Would you please return the lines of the entries below starting at the line that has "positive clicks: (187, 95)" and ending at the line that has "7L217 51L185 71L179", both included, exactly as they are?

▶ _Source data_:

*** Block opens ***

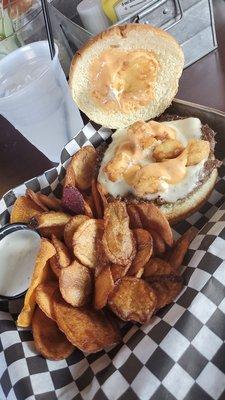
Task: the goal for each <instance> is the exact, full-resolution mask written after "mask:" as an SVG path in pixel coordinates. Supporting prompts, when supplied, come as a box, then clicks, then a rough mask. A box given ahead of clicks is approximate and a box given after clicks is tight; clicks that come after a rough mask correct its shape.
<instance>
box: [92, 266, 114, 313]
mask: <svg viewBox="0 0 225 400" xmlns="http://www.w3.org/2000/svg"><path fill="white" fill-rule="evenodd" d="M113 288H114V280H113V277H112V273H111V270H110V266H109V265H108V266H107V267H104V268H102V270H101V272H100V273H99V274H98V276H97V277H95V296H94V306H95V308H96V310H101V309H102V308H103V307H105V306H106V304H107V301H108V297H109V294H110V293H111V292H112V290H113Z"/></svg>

*** Block closes ***
*** Block opens ***

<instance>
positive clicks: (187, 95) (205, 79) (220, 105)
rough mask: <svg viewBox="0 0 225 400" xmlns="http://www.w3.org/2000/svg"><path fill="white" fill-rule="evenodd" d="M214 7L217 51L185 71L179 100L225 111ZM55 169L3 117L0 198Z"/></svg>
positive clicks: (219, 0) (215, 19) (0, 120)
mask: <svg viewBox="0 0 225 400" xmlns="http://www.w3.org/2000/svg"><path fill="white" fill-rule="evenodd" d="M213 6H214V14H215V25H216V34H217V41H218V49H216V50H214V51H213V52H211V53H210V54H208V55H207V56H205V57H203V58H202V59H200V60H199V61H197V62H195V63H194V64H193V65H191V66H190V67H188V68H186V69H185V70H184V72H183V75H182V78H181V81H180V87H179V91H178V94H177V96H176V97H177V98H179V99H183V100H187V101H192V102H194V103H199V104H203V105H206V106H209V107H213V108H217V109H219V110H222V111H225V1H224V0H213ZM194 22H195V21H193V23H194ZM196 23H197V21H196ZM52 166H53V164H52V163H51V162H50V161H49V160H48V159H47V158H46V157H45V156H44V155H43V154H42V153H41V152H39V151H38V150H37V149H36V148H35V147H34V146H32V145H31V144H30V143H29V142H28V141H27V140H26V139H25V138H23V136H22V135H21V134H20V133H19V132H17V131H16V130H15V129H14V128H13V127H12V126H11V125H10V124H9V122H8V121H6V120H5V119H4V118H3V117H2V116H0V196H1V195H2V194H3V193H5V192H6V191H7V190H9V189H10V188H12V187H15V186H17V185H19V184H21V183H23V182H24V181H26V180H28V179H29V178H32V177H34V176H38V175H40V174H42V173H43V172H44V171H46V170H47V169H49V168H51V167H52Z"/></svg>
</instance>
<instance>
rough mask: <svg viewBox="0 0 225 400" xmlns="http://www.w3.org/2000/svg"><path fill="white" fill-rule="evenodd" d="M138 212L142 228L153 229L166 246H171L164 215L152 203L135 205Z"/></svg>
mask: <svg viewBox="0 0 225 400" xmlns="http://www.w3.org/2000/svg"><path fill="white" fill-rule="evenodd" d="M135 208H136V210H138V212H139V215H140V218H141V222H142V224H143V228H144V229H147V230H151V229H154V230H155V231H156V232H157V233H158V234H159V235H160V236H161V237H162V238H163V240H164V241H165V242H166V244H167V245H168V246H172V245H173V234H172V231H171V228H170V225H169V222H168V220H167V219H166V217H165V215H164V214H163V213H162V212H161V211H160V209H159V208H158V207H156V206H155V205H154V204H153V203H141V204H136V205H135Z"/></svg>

*** Block closes ***

▶ _Result_:
positive clicks: (187, 95) (205, 79) (220, 105)
rough mask: <svg viewBox="0 0 225 400" xmlns="http://www.w3.org/2000/svg"><path fill="white" fill-rule="evenodd" d="M214 7L217 51L185 71L179 100L225 111ZM55 169L3 117L0 198Z"/></svg>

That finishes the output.